Akılını en doğru şekilde kullan kitabınında ana fikir genel olarak bir soru etrafında şekilleniyor; “Başarı, öğrenmekle mi, yoksa akıllı olduğunuzu kanıtlamakla mı ilgilidir?” Bu soruya verilen cevaba göre de; bireylerin iki tip düşünme tarzına sahip olduklarından bahsediliyor; “Sabitlenmiş düşünce yapısına sahip bireyler” ve “Gelişmiş düşünce yapısına sahip bireyler”.
Kitapta bu iki düşünce tarzına sahip bireyler arasındaki farklar ve bu tarz düşünme yapısına sahip bireylerin kendi tarzlarına göre başarılarını ne derece ortaya koyabildikleri anlatılıyor.
Düşünce Yapısı
Bazıları bu farklılıkları güçlü ve fiziksel bir temelin oluşturduğunu ve bunların kaçınılmaz değiştirilemez olduğunu ve bireysel zekânın arttırılamayan sabit bir özellik olduğunu, (sabitlenmiş düşünce tarzı)
Bazıları ise bireysel farklılıkları inkâr etmeden, eğitimin, pratiğin ve yöntemin zekâ üzerinde değişikliğe neden olduğunu. (gelişmiş düşünce tarzı)

Etiketli nesne işaretleme satırları

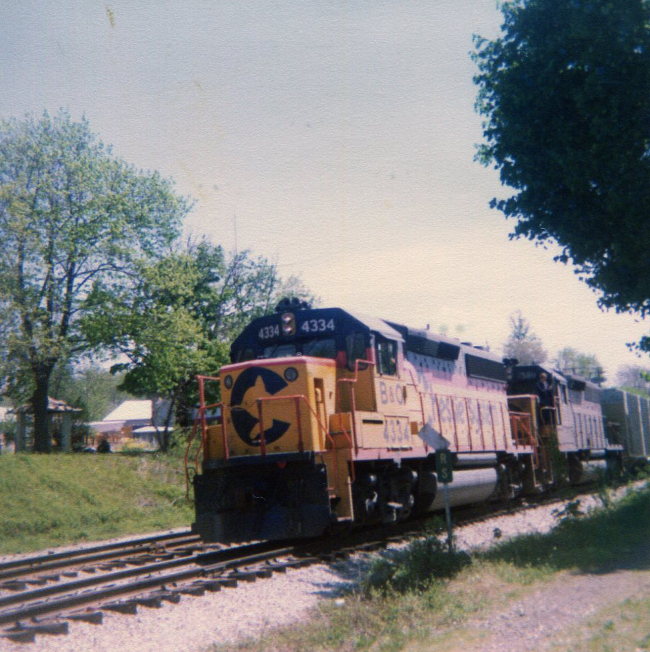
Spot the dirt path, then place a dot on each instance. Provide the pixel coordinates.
(535, 622)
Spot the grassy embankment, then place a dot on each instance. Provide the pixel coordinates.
(421, 599)
(51, 500)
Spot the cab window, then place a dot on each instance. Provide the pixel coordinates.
(355, 349)
(386, 354)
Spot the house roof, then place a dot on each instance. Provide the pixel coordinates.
(130, 411)
(53, 405)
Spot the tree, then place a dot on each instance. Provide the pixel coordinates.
(587, 365)
(91, 388)
(564, 91)
(523, 344)
(71, 215)
(633, 378)
(179, 319)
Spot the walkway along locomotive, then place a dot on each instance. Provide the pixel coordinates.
(329, 417)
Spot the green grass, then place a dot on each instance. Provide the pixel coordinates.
(418, 599)
(50, 500)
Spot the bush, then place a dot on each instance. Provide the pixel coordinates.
(414, 567)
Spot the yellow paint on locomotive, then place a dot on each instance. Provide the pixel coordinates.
(296, 397)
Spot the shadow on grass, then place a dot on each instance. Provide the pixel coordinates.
(607, 540)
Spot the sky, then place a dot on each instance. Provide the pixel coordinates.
(335, 138)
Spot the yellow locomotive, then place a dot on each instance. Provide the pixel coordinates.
(329, 417)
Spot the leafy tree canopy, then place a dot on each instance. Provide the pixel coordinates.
(634, 378)
(179, 318)
(72, 215)
(523, 344)
(564, 91)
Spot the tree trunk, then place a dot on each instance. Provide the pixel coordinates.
(39, 401)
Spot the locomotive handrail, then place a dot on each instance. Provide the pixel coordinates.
(353, 408)
(420, 394)
(200, 417)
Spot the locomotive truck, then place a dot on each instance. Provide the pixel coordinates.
(330, 418)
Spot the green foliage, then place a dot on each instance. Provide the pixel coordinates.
(587, 365)
(71, 216)
(433, 615)
(523, 344)
(178, 318)
(564, 92)
(414, 567)
(66, 499)
(587, 543)
(570, 511)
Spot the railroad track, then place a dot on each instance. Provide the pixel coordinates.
(41, 595)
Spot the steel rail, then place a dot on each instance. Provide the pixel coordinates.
(83, 557)
(133, 543)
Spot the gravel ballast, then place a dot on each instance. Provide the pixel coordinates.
(252, 609)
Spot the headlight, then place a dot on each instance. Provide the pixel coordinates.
(288, 324)
(290, 374)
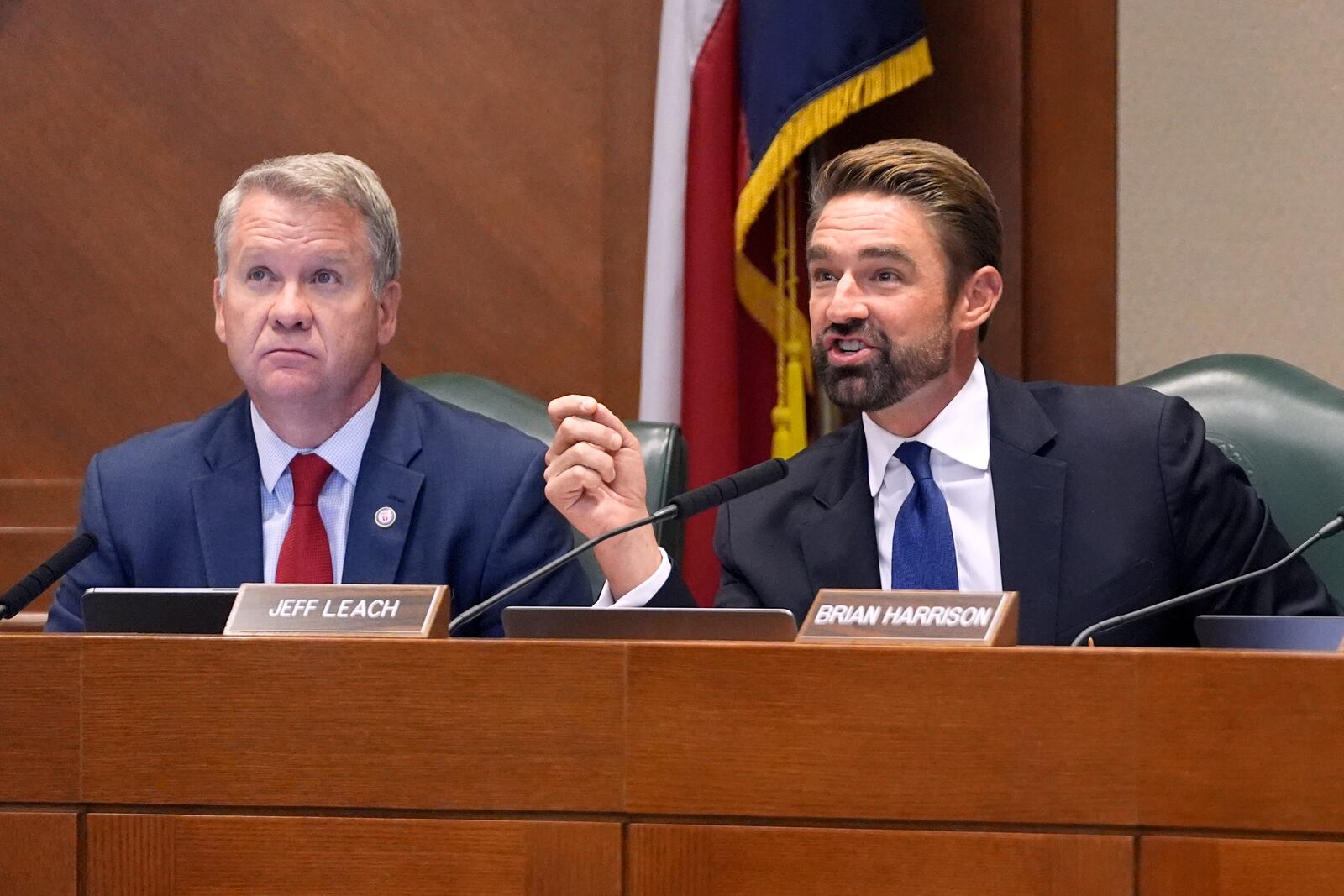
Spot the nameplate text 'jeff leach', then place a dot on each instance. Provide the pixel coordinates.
(340, 610)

Görevler –
[A] Düşünce yapıları üzerine metinden "Akılını en doğru" ifadesinden başlayıp "ortaya koyabildikleri anlatılıyor." ifadesine kadar, bu ifade de dahil olmak üzere, ilgili kısmı harfi harfine yazınız.
[B] Yukarıdaki satırlardan kaç tanesinin "green" kelimesini içerdiğini hesaplayınız. Yalnızca sayıyı veriniz.

Görev Yanıtları –
[A]
Akılını en doğru şekilde kullan kitabınında ana fikir genel olarak bir soru etrafında şekilleniyor; “Başarı, öğrenmekle mi, yoksa akıllı olduğunuzu kanıtlamakla mı ilgilidir?” Bu soruya verilen cevaba göre de; bireylerin iki tip düşünme tarzına sahip olduklarından bahsediliyor; “Sabitlenmiş düşünce yapısına sahip bireyler” ve “Gelişmiş düşünce yapısına sahip bireyler”.
Kitapta bu iki düşünce tarzına sahip bireyler arasındaki farklar ve bu tarz düşünme yapısına sahip bireylerin kendi tarzlarına göre başarılarını ne derece ortaya koyabildikleri anlatılıyor.

[B] 2